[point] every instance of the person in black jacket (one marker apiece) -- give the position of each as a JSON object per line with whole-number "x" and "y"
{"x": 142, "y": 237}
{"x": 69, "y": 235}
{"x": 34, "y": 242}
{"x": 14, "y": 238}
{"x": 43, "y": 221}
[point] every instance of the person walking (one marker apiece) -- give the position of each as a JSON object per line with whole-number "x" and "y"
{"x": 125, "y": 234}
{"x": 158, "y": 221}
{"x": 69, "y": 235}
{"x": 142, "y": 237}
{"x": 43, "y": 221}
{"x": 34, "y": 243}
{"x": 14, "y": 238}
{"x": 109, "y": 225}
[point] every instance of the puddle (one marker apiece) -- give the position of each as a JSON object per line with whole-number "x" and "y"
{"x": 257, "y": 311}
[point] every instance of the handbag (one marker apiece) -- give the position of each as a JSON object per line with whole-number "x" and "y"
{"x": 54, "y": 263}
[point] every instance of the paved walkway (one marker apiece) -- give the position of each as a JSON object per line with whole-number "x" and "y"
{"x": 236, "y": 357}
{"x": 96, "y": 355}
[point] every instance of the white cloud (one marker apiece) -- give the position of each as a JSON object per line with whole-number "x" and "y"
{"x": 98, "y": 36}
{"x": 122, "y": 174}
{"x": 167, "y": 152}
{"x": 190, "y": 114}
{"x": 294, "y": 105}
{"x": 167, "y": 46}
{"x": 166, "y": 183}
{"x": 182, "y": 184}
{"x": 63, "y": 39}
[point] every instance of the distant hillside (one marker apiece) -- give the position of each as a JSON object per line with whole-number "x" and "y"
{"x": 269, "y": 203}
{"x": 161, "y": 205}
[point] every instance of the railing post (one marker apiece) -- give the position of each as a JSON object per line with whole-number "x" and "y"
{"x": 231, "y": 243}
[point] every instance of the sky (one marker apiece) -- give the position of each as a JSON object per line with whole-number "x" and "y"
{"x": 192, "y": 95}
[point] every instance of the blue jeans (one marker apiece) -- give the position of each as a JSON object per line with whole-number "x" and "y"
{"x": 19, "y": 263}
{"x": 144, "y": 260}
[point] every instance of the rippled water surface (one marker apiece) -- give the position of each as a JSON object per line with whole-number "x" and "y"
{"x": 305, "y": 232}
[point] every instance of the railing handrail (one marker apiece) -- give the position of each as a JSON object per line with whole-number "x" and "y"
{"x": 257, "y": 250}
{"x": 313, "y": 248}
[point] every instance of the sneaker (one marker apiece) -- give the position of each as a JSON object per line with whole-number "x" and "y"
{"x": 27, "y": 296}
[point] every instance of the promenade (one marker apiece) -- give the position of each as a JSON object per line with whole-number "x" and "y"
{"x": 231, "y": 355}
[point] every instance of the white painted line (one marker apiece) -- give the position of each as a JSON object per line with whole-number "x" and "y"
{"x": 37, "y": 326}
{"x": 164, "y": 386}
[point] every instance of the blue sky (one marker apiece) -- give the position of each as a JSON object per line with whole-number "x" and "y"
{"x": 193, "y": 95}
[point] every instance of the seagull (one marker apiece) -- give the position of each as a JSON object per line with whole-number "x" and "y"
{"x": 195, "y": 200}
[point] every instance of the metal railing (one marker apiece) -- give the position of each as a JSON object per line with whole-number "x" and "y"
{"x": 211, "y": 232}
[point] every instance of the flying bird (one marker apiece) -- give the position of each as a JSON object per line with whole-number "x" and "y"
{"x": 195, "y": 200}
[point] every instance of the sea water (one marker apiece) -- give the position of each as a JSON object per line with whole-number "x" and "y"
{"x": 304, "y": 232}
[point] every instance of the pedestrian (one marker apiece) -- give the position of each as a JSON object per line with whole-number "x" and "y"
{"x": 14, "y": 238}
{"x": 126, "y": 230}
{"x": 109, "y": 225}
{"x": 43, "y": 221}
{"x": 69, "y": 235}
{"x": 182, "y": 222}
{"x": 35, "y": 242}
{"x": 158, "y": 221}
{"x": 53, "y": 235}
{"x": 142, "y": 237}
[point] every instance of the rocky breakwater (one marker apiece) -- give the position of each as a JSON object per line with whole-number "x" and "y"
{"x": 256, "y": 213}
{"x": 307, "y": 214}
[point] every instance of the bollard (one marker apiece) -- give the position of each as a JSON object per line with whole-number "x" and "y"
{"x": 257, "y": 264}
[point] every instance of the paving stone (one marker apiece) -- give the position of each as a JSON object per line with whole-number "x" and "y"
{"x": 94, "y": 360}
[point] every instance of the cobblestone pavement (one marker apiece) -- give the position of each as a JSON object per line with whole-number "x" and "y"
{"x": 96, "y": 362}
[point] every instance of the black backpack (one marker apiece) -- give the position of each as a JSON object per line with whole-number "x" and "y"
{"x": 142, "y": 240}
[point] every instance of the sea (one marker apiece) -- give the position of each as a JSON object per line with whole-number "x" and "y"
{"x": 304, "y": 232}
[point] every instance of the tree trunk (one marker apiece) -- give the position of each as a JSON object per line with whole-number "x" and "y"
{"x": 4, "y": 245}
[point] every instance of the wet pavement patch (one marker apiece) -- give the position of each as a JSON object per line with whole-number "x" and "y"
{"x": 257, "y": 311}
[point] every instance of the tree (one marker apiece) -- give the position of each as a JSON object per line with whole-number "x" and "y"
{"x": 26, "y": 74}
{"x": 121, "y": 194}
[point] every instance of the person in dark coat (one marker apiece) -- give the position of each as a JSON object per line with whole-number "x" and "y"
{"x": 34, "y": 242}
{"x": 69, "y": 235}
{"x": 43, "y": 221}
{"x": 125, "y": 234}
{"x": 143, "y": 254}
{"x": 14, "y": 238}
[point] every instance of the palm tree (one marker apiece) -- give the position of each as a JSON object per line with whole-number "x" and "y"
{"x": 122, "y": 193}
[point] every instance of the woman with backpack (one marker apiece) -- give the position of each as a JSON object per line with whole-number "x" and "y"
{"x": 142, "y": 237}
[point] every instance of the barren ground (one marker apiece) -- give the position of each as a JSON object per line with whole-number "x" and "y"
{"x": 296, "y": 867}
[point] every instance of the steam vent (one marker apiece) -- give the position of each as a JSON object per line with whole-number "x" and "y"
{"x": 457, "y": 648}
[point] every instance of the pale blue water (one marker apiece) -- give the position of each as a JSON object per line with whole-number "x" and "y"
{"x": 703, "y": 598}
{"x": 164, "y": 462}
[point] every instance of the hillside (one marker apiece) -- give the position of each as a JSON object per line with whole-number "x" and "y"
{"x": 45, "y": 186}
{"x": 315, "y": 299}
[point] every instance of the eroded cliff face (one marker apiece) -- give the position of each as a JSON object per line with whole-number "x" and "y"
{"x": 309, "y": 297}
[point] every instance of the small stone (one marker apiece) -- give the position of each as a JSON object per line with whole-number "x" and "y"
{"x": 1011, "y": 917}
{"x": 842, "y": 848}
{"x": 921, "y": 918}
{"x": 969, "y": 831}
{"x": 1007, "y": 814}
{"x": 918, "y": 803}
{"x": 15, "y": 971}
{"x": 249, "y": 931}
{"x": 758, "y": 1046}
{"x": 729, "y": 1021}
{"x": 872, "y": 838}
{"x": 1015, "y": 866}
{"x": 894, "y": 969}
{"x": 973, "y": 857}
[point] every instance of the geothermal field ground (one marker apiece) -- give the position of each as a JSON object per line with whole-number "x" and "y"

--*--

Rewrite the records from the line containing "[point] every instance of the pale" through the end of the records, replacing "one marker apiece" with "a single marker each" and leaving everything else unchanged.

[point] every instance of the pale blue water (a single marker each) -- give the position of each as a JSON object per line with whole-number "x" and "y"
{"x": 703, "y": 598}
{"x": 164, "y": 462}
[point] every instance of the hillside (a single marker each) -- give the position of each as a JSON object per line with whole-number "x" and "y"
{"x": 45, "y": 186}
{"x": 315, "y": 299}
[point] every instance of the eroded cliff face (a single marker each) -- give the position of each as a JSON object per line with whole-number "x" and "y"
{"x": 309, "y": 297}
[point] every instance of the small stone (a single marker each) -- give the position of each as a JSON object per line with whole-number "x" and "y"
{"x": 1011, "y": 917}
{"x": 842, "y": 848}
{"x": 921, "y": 918}
{"x": 969, "y": 831}
{"x": 1007, "y": 814}
{"x": 918, "y": 803}
{"x": 15, "y": 971}
{"x": 249, "y": 931}
{"x": 758, "y": 1046}
{"x": 729, "y": 1021}
{"x": 872, "y": 838}
{"x": 1015, "y": 866}
{"x": 894, "y": 969}
{"x": 973, "y": 857}
[point] every instance of the geothermal field ground (a single marker each) -- give the position of each as a JSON object per line with whole-number "x" and "y"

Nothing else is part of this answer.